Task statement:
Take the entries below and print all of them exactly, please.

Input material:
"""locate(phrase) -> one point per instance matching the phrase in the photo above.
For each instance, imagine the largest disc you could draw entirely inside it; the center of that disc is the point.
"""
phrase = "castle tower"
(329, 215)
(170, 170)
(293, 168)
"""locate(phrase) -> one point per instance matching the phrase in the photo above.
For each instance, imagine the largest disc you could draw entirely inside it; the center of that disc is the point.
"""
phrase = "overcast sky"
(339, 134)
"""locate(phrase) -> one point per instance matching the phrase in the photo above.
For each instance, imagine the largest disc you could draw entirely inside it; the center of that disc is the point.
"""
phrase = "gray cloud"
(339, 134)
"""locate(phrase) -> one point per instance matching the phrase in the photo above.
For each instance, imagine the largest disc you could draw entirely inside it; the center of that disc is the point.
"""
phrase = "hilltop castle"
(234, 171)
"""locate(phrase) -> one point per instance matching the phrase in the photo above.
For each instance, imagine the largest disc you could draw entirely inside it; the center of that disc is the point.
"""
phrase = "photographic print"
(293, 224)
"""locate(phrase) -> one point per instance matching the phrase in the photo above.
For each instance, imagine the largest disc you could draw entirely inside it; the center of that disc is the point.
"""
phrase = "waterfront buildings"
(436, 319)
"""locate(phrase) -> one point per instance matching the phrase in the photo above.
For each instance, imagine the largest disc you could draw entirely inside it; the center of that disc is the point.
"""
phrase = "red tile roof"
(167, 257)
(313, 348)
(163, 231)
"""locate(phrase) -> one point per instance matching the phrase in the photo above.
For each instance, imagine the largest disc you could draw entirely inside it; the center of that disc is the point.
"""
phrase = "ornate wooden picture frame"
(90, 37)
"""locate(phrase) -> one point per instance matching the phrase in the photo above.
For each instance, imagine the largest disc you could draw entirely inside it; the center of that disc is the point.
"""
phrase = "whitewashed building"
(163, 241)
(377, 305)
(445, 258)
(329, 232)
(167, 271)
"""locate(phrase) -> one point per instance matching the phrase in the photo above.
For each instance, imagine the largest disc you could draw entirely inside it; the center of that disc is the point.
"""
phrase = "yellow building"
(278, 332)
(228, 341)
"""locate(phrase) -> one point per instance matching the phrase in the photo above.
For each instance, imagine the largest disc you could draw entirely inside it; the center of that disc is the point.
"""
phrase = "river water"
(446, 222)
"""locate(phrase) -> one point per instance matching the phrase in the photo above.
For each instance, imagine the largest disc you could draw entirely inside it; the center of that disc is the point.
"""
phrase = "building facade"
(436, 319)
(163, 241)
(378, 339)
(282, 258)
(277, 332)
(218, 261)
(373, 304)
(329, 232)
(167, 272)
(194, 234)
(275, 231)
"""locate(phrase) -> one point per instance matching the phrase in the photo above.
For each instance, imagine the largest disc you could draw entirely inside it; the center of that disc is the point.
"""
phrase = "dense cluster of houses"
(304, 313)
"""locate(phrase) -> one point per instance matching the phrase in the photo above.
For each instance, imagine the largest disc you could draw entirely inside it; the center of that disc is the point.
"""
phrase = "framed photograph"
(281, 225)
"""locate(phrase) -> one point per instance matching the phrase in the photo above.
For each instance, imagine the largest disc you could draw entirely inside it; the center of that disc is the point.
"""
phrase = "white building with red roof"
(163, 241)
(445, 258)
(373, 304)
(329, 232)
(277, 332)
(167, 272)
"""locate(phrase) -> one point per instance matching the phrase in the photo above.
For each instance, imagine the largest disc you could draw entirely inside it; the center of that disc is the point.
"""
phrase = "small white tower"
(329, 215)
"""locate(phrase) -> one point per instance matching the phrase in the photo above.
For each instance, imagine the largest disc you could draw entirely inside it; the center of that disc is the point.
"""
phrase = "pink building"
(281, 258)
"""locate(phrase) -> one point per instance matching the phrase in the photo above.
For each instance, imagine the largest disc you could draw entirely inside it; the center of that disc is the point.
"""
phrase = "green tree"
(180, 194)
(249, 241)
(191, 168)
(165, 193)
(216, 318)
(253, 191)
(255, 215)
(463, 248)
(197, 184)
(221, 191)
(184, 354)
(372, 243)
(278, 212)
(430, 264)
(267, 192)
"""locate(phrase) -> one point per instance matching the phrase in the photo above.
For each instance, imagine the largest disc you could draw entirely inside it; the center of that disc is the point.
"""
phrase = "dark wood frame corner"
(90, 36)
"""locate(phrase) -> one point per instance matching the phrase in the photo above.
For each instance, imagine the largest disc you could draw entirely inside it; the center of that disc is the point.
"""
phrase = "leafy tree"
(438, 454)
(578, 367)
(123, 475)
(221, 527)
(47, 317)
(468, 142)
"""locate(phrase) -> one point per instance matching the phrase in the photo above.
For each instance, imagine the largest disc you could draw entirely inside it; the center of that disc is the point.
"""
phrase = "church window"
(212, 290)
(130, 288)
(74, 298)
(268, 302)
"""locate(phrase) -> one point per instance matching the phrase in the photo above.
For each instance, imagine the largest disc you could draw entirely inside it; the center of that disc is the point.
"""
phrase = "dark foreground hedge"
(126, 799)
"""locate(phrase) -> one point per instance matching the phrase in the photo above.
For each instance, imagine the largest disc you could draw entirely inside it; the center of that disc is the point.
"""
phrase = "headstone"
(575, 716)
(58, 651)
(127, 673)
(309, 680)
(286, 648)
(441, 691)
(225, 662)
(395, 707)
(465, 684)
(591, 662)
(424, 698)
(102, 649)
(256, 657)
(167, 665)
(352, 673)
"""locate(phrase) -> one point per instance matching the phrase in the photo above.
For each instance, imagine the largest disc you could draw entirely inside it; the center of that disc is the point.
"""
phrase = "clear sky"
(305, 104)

Answer to this task:
"""locate(phrase) -> one point per instance matching the phrase in the photo above.
For each instance, imagine the largest disc you could draw entirely inside it; the center of that disc is the point.
"""
phrase = "castle tower"
(329, 215)
(170, 170)
(293, 168)
"""locate(phrase) -> one point per instance matching the phrase in the photo above.
For each instance, imagine the largest disc you could draw entirely inside it; the center of that disc is the point.
"""
phrase = "overcast sky"
(339, 134)
"""locate(phrase) -> one point per instance matching the phrase in the photo above.
For each instance, imagine the largest disc you could draw entirely inside it; the center of that disc is the point.
"""
phrase = "gray cloud"
(339, 134)
"""locate(phrase) -> one point per instance matching the phrase in the photo above.
For each instance, imagine the largest disc you could draw entirely inside it; the center of that disc is the point.
"""
phrase = "hilltop castle"
(234, 171)
"""locate(phrase) -> one point per instance matching the phrase in the photo above.
For each instance, imagine the largest disc you could draw entirely inside it; the center of that disc is the point.
"""
phrase = "photographic print"
(293, 224)
"""locate(phrase) -> one point per instance matching the phrase in the photo above.
For each instance, imagine the largest disc you could draw entirely inside it; the center of that disc is the point.
"""
phrase = "waterfront buildings"
(436, 319)
"""locate(phrase) -> one point per instance matching the phrase in the photo above.
For each instance, imagine the largest disc you could draw entirely inside it; the center of that disc is the point.
"""
phrase = "red tile roof"
(167, 257)
(313, 348)
(163, 231)
"""locate(phrase) -> one point per instance matching the phrase in the photo above.
For each instance, imagine the largest disc you could draw entirely inside it; the center of that disc is the point.
"""
phrase = "ornate wooden picture frame"
(90, 37)
"""locate(phrase) -> one point per instance matching the phrase in the photo above.
For each instance, imagine the largest disc you could draw entirely inside it; the center of that disc is the point.
"""
phrase = "whitewashed building"
(163, 241)
(377, 305)
(445, 258)
(329, 232)
(167, 271)
"""locate(phrase) -> one point per instance matching the phrase in the photo above.
For each instance, imagine the largest disc you could draw entirely inside it; the center of that disc is the point.
"""
phrase = "yellow building"
(278, 332)
(228, 341)
"""locate(phrase) -> one point per instance matching the phrase in the photo above.
For each instance, imagine the largest disc you could draw entirely inside it; the center of that disc is the point.
"""
phrase = "river water"
(446, 222)
"""locate(phrase) -> one point per instance matching the phrase in the photo above.
For each instance, imagine the largest disc you could draw entirely inside it; the center of that disc is the point.
"""
phrase = "building facade"
(436, 319)
(163, 241)
(378, 339)
(282, 258)
(277, 332)
(218, 261)
(373, 304)
(329, 232)
(167, 272)
(194, 234)
(275, 231)
"""locate(phrase) -> one point per instance matching the phrase in the photo above.
For each instance, imagine the largest disc you could draw entirely inside it; the center of that disc is the point.
"""
phrase = "dense cluster of houses"
(304, 313)
"""locate(phrase) -> one point per instance matching the phrase in the photo above.
For each instance, imagine the largest disc you could draw entirely inside it; the center of that disc is the point.
"""
phrase = "framed photograph"
(281, 225)
"""locate(phrase) -> one point per instance matching the phrase in the photo above.
For each instance, imagine the largest disc you could draw entirely inside it; the center of that disc is the point.
"""
phrase = "white building with red roof"
(163, 241)
(445, 258)
(373, 304)
(329, 232)
(277, 332)
(167, 272)
"""locate(phrase) -> one point per instance matching the phrase in the photo above.
For each instance, imagine the largest disc you could draw entirely inside it; the center of that disc is the point.
"""
phrase = "small white tower"
(329, 215)
"""locate(phrase) -> one point per instance matching the phrase in the photo above.
For each instance, imagine the largest disc you could draw entirely inside it; the center of that disc is the point.
"""
phrase = "pink building"
(281, 258)
"""locate(phrase) -> one point per instance matching the phrase in the photo above.
For each instance, imagine the largest disc you could draw entirely inside it; the center of that disc is the point.
"""
phrase = "green tree"
(180, 194)
(249, 241)
(191, 168)
(165, 193)
(216, 318)
(253, 191)
(255, 215)
(463, 248)
(197, 184)
(221, 191)
(184, 354)
(372, 243)
(278, 212)
(430, 264)
(267, 192)
"""locate(phrase) -> one point per instance matching the phrase in the photo above.
For each instance, imagine the largest disc you could draw entirely inside it; the center of that disc is the point.
"""
phrase = "dark wood frame corner"
(90, 36)
"""locate(phrase) -> one point per instance matching the phrase in the photo above.
For each instance, imagine the largest disc you could draw entirely inside it; the center of that disc is the point.
"""
phrase = "leafy tree"
(438, 454)
(578, 367)
(123, 475)
(221, 527)
(47, 317)
(468, 142)
"""locate(phrase) -> one point per instance matching the phrase in the photo above.
For each instance, imagine the largest disc you could draw entirely inside it; the center of that disc is the point.
"""
phrase = "church window"
(212, 290)
(130, 288)
(74, 298)
(268, 302)
"""locate(phrase) -> one point per instance matching the phrase in the photo above.
For each instance, imagine the largest disc you could draw entirely inside it; the center of that disc is the point.
"""
phrase = "dark foreground hedge"
(126, 799)
"""locate(phrase) -> one point per instance matching the phrase in the photo above.
For each instance, imagine the largest disc you could draw entirely inside it; the center of that disc is the point.
"""
phrase = "headstone"
(575, 716)
(58, 651)
(127, 673)
(309, 680)
(286, 648)
(441, 691)
(225, 662)
(395, 707)
(465, 684)
(591, 662)
(424, 698)
(102, 649)
(256, 657)
(167, 665)
(352, 673)
"""locate(phrase) -> one point per instance matching the phrase in the photo above.
For each instance, imagine the largest disc you could draw entirely inside it; the center of that disc is the point.
"""
phrase = "clear sky"
(305, 104)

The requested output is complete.